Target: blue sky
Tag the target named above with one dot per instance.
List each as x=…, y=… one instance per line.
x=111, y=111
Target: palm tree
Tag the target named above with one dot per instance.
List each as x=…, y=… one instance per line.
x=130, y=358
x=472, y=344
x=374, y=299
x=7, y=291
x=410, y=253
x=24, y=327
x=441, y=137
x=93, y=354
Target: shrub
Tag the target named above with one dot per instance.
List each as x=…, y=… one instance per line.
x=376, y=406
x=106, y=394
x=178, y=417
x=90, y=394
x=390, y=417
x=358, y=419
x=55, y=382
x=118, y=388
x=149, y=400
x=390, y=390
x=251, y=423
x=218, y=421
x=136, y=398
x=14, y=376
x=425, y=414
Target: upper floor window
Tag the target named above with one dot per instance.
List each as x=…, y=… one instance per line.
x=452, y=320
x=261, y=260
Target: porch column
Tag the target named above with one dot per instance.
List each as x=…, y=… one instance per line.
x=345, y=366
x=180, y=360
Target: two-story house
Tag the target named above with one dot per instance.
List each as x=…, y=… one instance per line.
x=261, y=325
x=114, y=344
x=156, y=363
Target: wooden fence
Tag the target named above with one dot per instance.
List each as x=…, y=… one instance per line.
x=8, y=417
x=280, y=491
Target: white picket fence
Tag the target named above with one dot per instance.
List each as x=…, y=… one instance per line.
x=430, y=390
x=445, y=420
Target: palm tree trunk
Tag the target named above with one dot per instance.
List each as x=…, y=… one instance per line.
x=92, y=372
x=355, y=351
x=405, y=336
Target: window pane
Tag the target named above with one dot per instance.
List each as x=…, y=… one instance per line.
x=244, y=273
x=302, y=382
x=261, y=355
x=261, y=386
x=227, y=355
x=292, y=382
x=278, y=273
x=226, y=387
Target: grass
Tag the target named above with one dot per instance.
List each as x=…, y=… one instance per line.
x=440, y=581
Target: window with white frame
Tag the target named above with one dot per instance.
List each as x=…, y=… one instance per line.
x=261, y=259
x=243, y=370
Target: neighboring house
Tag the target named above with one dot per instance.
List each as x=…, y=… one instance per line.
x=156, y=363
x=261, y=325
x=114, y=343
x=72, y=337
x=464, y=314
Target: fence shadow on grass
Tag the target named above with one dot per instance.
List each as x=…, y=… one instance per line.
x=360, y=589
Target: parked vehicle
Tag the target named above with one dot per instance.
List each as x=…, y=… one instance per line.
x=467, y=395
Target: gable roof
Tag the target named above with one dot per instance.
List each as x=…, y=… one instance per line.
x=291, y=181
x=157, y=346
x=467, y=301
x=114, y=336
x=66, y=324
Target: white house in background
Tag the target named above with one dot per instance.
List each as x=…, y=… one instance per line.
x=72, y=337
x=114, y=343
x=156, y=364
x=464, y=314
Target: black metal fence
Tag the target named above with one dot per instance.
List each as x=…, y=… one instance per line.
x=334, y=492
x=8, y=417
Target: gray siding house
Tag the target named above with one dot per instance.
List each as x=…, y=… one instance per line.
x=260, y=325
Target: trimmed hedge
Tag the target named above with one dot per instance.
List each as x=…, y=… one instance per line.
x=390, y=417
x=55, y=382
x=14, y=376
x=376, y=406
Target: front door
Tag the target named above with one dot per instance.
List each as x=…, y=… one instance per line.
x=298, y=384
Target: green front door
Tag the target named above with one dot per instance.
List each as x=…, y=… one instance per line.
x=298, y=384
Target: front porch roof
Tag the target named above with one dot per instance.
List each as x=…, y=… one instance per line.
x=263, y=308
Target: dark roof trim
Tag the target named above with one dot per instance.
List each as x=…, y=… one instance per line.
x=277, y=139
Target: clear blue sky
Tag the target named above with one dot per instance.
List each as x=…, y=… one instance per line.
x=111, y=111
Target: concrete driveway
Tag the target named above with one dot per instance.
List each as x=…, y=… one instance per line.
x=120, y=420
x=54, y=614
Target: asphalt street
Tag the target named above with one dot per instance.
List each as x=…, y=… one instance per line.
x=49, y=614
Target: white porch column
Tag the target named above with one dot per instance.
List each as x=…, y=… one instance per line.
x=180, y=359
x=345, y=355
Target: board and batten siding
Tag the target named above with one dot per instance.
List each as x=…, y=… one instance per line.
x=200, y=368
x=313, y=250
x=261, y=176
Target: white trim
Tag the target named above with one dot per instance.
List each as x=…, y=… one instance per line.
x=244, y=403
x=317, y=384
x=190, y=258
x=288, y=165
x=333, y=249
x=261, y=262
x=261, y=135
----------------
The full listing has to be duplicated exactly.

Target: blue sky
Tag the target named above with one dot per instance.
List each as x=…, y=… one instance per line.
x=111, y=111
Target: palm tree
Tag the target named above with one dot per instance.
List each as x=…, y=… one instance per line.
x=130, y=358
x=472, y=344
x=374, y=299
x=7, y=291
x=410, y=253
x=24, y=327
x=441, y=137
x=93, y=354
Target: shrub
Tag the target named above with one dot per instance.
List each as x=…, y=… one instance per line.
x=376, y=406
x=106, y=394
x=178, y=417
x=90, y=394
x=390, y=417
x=358, y=419
x=55, y=382
x=118, y=388
x=149, y=400
x=390, y=390
x=251, y=423
x=218, y=421
x=136, y=398
x=14, y=376
x=425, y=414
Target: upper floor window
Tag the target named above with one dot per instance.
List each as x=…, y=… one instance per line.
x=452, y=320
x=261, y=260
Target: porch column
Tag the target named above with one dot per instance.
List each as x=…, y=… one instance per line.
x=345, y=366
x=180, y=360
Target: two-story house
Tag the target named above with one dot per instance.
List each as x=…, y=… one instance per line.
x=261, y=325
x=114, y=344
x=156, y=363
Target: wooden fence
Tag the target named above with one dot per instance.
List each as x=…, y=… one instance per line.
x=8, y=417
x=280, y=491
Target: white picket fence
Tag the target named above with one dot per instance.
List each as x=…, y=… one instance per line.
x=430, y=390
x=445, y=420
Target: palm tree trunk
Tag the target named above with one dot per instance.
List each as x=…, y=… one instance per line.
x=92, y=372
x=355, y=351
x=405, y=336
Target: window pane
Tag the target named above with one dot per instance.
List each as x=…, y=… one instance per line.
x=244, y=273
x=302, y=382
x=261, y=355
x=261, y=386
x=227, y=355
x=292, y=382
x=278, y=273
x=226, y=387
Target: grass
Tag the target named above with one dot per instance.
List each as x=…, y=… one instance per line.
x=440, y=581
Target: window with white frame
Tag the target named above with one dot per instance.
List each as x=…, y=… one instance per line.
x=261, y=259
x=243, y=370
Target: neighboring house
Tag the target named above with one dot per instance.
List each as x=…, y=… one instance per line.
x=156, y=363
x=261, y=325
x=114, y=343
x=72, y=337
x=464, y=314
Target: fence shadow on grass
Tag the target named above with one dot per instance.
List each as x=…, y=… one instance per line.
x=360, y=589
Target: parked vehicle
Tag the target named above with one dot per instance.
List each as x=…, y=… one instance per line.
x=467, y=395
Target: gable roof
Tag the target named above with one dot per instance.
List each as x=…, y=… one instance per line.
x=291, y=181
x=157, y=346
x=467, y=301
x=114, y=336
x=66, y=324
Target: white house in background
Tag the target named above with one dot per instance.
List each as x=…, y=… one instance per line.
x=72, y=337
x=114, y=343
x=156, y=364
x=464, y=314
Target: black metal fence
Tag the target named above with one dot per instance.
List each as x=…, y=… one instance per line.
x=334, y=492
x=8, y=417
Target: gray siding house
Tag the target named above with one dot per instance.
List each as x=…, y=… one instance per line.
x=260, y=325
Target: trimmed hedge
Tag the target named above with one dot per instance.
List each as x=…, y=… one instance per line.
x=390, y=417
x=55, y=382
x=14, y=376
x=376, y=406
Target: front door
Tag the target named above with one dot per instance.
List each as x=…, y=… one instance per line.
x=298, y=384
Target: green front door
Tag the target named above with one dot per instance.
List each as x=…, y=… one instance per line.
x=298, y=384
Target: front porch roof
Tag the target named above with one dot per instance.
List each as x=…, y=… one instance per line.
x=263, y=308
Target: dark roof trim
Tag the target named above with one dot per instance.
List each as x=…, y=… one instance per line.
x=277, y=139
Target: clear blue sky
Tag the target named above with one dot per instance.
List each as x=…, y=… one instance per line.
x=111, y=111
Target: concrete driveway
Tag the target named above with one dot per instance.
List each as x=…, y=… one instance per line.
x=120, y=420
x=54, y=614
Target: asphalt street
Tag the target named above with one dot per instance.
List each as x=…, y=… one instance per line.
x=49, y=614
Target: white porch column
Tag the target named above with one dot per instance.
List each as x=…, y=… one instance per line.
x=180, y=359
x=345, y=355
Target: board and batten siding
Tag the target named above with one dot per instance.
List each as x=…, y=… one instance per line.
x=200, y=368
x=313, y=250
x=261, y=176
Target: white trim
Tag the target named above with one dot per instance.
List each as x=…, y=… one instance per line.
x=244, y=403
x=317, y=384
x=190, y=258
x=288, y=165
x=333, y=249
x=261, y=262
x=261, y=135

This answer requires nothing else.